Task requirements: Lay out the stretch of records below, from the line containing "Task: indicate one point per instance of the white converse" through the end of the records, as a two-column CSV with the columns text and answer, giving one row per record. Put each value in its own quoted field and replace any line breaks within it with spaces.

Records for this exercise:
-- Start --

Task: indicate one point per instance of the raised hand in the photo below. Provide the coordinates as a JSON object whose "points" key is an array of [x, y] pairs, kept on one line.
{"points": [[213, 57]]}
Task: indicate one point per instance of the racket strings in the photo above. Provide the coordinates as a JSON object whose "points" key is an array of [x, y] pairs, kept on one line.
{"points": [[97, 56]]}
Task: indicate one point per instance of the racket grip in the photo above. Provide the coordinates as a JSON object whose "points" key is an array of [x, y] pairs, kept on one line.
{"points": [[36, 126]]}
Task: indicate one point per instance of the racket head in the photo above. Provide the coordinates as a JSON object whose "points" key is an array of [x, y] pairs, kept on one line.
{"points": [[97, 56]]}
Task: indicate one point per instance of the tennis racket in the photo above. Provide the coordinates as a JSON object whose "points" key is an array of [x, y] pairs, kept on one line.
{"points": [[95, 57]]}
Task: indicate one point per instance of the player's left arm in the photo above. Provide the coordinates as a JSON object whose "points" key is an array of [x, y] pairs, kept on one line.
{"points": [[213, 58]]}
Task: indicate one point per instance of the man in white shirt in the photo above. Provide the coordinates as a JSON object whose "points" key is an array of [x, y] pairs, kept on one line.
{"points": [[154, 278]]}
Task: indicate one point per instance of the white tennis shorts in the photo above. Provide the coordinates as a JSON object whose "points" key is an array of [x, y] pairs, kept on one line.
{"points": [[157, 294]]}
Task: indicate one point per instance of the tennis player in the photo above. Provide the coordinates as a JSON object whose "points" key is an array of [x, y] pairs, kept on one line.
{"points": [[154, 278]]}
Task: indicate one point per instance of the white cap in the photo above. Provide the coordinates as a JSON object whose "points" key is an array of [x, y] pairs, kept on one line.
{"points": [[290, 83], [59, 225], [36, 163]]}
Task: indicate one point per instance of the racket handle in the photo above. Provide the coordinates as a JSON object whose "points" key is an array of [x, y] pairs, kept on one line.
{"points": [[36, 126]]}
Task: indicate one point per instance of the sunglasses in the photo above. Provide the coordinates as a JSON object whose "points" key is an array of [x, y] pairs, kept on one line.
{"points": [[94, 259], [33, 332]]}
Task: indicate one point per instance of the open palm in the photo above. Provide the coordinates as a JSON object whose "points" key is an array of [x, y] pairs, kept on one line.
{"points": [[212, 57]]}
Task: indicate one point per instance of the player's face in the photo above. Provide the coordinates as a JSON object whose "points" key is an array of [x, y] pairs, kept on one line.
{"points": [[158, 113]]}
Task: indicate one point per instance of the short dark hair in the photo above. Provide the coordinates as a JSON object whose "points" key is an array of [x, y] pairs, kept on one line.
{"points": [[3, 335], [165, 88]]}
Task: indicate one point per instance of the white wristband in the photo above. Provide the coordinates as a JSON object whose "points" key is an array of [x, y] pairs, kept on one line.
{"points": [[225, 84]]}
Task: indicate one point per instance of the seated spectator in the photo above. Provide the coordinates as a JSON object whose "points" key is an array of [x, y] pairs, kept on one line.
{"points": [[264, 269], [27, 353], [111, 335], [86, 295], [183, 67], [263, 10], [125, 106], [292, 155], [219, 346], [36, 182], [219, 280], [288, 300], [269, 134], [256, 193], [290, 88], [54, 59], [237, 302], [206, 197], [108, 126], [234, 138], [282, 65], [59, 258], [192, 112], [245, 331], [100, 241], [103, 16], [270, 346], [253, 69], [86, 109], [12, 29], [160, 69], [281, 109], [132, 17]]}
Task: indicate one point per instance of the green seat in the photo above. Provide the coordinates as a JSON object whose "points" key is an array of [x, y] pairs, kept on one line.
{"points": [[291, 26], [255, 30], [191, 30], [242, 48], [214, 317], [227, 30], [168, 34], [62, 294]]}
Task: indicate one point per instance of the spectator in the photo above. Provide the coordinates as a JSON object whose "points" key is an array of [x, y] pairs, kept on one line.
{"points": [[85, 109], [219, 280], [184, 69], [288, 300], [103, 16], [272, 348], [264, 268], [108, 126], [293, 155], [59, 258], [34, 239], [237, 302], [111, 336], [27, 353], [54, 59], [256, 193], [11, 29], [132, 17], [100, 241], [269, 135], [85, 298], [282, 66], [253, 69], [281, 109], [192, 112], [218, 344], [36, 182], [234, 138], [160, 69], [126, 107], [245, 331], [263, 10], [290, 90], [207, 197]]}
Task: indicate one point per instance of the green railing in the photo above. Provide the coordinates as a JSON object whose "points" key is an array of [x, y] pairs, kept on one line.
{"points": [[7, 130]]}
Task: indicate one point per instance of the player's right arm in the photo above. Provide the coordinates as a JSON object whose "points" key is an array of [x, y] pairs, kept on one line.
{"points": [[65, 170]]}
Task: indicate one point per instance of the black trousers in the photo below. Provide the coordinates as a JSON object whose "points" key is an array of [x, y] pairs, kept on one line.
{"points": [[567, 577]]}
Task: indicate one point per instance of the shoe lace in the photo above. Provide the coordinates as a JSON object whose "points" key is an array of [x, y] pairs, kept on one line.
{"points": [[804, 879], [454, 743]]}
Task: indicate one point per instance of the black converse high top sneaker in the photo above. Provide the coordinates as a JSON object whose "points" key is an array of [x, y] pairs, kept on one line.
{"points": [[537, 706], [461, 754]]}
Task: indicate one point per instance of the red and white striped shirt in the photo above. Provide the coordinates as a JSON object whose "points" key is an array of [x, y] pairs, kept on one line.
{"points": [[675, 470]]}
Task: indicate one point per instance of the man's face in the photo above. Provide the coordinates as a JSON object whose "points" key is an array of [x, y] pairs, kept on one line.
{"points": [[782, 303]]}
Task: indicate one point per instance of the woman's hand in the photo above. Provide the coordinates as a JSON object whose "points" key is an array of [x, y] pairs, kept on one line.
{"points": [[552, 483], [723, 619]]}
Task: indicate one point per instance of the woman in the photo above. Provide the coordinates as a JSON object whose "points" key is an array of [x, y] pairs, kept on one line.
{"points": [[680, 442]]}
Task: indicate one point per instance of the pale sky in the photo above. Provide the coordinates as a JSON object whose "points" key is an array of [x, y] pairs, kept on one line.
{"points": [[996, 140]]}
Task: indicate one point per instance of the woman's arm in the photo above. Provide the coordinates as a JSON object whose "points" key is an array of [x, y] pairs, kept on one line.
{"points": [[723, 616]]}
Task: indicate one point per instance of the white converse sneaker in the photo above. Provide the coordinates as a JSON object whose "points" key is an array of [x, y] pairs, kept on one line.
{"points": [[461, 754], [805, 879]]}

-- End --

Answer below:
text,answer
"Task: indicate one point per instance of the white converse sneaker in the photo above. Provide the coordinates as a JSON object whose ""points"" key is an array of [x, y] pairs, kept on one line.","{""points"": [[461, 754], [805, 879]]}"